Reproduce exactly the lines below from the one containing "# point: pointed" through the one containing "# point: mirror reflection", including both, and nothing else.

....

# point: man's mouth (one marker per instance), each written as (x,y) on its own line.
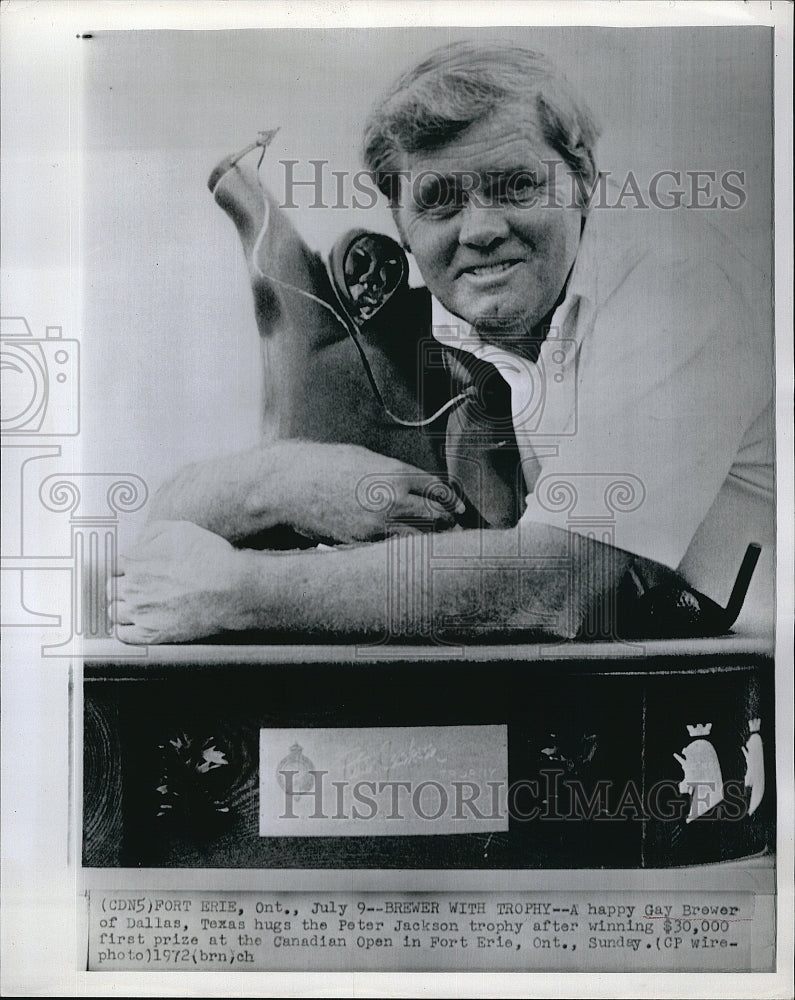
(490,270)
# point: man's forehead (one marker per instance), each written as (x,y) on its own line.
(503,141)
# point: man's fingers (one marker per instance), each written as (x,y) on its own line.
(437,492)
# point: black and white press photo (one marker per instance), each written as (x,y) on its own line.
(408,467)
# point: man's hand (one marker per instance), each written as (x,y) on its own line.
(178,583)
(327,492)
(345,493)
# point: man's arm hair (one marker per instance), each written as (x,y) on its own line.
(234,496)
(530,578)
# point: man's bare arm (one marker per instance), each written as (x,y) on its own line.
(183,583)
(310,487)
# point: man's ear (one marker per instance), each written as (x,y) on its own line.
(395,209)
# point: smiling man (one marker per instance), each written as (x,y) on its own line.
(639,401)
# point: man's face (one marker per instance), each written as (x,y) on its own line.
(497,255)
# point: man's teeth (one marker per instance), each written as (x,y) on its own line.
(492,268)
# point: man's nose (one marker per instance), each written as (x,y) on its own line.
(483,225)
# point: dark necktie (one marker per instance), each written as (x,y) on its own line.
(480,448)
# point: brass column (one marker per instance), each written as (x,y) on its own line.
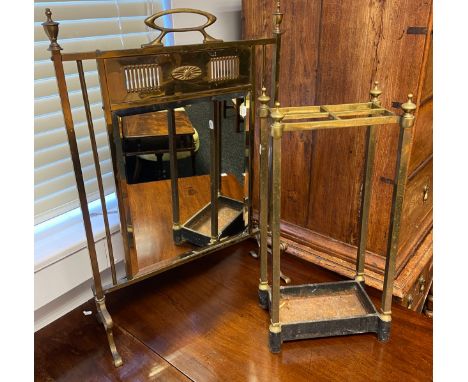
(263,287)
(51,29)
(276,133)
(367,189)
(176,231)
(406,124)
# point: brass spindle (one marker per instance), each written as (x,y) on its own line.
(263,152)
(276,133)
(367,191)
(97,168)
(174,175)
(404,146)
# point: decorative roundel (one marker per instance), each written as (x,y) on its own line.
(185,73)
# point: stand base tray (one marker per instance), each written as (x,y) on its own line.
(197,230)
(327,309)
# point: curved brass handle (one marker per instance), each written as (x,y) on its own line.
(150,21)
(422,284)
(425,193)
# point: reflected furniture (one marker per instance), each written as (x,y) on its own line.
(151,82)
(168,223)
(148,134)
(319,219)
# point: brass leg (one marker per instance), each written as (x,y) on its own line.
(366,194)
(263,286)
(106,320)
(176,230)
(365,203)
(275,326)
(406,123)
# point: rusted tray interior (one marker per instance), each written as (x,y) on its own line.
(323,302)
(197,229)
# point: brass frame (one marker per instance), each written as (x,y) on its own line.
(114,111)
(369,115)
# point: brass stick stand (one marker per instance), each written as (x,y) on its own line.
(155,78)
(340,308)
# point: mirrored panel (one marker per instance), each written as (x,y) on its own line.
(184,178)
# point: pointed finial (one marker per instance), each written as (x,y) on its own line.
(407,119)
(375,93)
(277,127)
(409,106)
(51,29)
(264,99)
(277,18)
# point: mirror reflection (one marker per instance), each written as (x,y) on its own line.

....

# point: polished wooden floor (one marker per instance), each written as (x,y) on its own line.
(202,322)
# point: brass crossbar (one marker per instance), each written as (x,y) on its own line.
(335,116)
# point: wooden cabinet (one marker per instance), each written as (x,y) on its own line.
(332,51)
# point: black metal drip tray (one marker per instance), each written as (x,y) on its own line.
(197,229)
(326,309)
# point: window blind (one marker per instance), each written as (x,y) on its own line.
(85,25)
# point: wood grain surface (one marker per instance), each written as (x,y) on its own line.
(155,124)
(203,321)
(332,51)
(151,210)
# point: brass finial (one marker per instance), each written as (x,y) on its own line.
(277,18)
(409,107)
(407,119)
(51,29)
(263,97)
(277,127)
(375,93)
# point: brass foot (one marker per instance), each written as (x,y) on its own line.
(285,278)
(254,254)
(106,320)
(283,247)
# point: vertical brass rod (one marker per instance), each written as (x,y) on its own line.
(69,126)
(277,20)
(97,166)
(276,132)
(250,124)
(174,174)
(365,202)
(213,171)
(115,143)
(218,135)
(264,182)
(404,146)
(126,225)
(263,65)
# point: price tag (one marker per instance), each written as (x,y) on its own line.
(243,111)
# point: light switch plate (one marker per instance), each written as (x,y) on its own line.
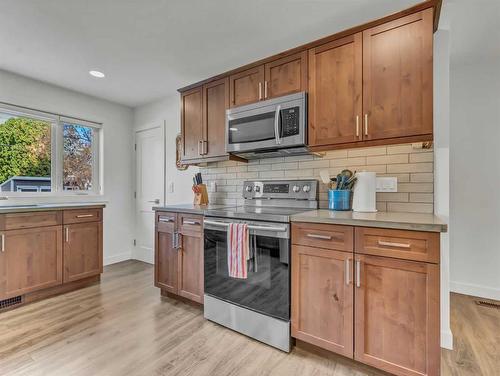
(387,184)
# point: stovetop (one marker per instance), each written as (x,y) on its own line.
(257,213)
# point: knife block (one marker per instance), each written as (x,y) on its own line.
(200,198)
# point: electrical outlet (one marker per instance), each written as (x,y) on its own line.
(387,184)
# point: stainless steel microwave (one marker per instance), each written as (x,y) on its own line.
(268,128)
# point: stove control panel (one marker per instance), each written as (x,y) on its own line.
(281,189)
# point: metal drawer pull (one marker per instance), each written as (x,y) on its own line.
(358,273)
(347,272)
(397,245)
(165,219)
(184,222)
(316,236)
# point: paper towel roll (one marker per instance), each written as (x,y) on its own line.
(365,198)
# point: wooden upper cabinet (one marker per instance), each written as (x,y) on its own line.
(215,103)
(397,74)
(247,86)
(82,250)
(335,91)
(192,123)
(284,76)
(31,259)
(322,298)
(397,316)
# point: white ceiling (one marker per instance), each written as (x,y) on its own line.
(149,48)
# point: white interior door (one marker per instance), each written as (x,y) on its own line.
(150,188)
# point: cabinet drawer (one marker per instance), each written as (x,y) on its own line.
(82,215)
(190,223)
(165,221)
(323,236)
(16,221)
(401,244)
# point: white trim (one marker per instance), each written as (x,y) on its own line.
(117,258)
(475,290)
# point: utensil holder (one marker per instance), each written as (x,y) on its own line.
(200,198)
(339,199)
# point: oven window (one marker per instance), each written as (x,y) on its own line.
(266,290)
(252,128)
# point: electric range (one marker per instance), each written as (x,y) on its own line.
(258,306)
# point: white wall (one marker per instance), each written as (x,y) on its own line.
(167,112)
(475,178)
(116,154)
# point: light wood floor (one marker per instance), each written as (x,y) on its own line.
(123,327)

....

WRITTEN RESPONSE =
# point: pointed finial (one marker per instance), each written as (x,y) on its own line.
(407,119)
(375,93)
(277,127)
(409,106)
(51,29)
(264,99)
(277,18)
# point: mirror reflection (one marker per instance), each written as (x,y) on its own line.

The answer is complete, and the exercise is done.